[Exercise prompt] Substitute "areas" for each occurrence of "regions" in the records below and write them out again with everything else unchanged. Leave the pictures out.

[start]

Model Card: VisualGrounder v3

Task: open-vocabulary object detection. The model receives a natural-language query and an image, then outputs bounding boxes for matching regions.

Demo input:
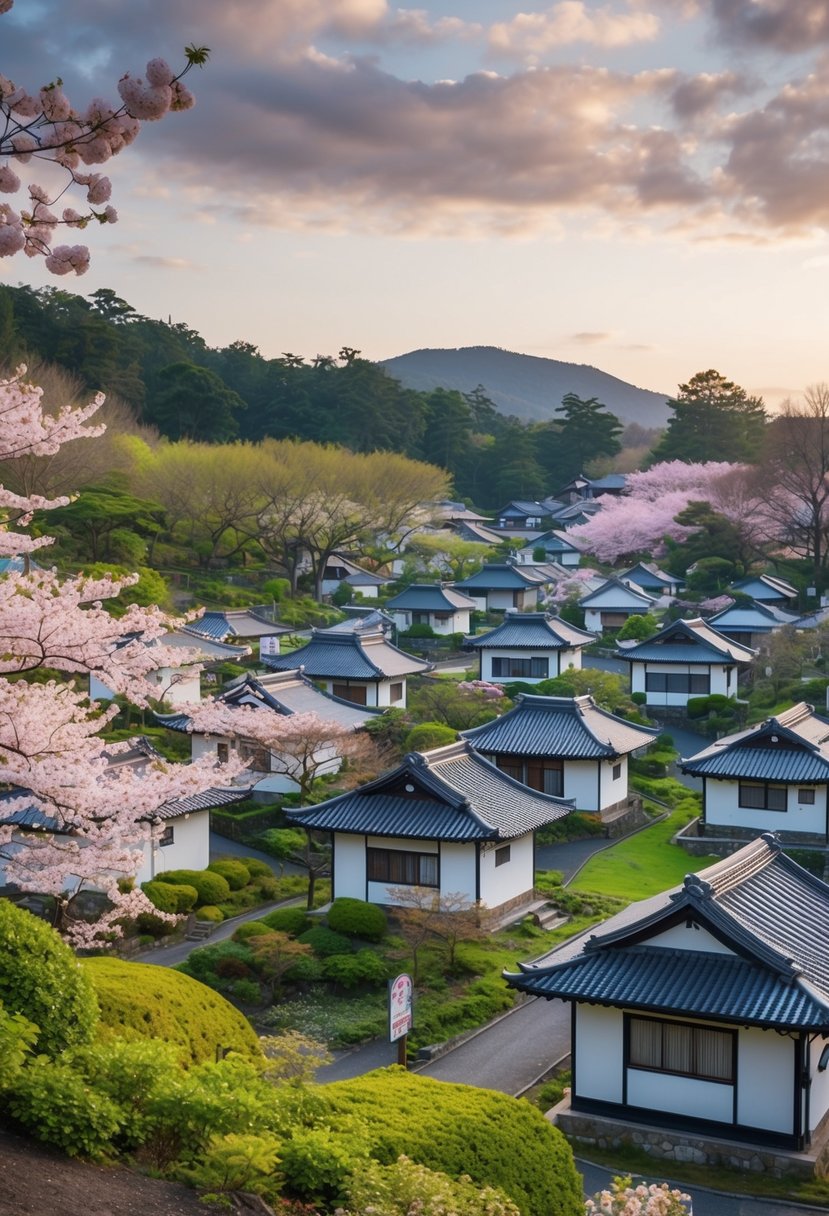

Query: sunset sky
[0,0,829,404]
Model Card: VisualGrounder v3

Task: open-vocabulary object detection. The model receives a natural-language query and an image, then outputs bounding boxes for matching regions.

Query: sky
[0,0,829,406]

[end]

[Correct result]
Model Card: VisualGrounder v3

Task: open-vocabulary object detection. The model receives a natural-language query and an image, then outputs bounding boxes for matching areas.

Demo input:

Query: sunset sky
[0,0,829,404]
Model Card: VisualGrounder v3

Task: open-vocabulary object detection. The model receives a natural-language query and an image, then outputs bounding boxes for matching areas.

Query: sky
[0,0,829,406]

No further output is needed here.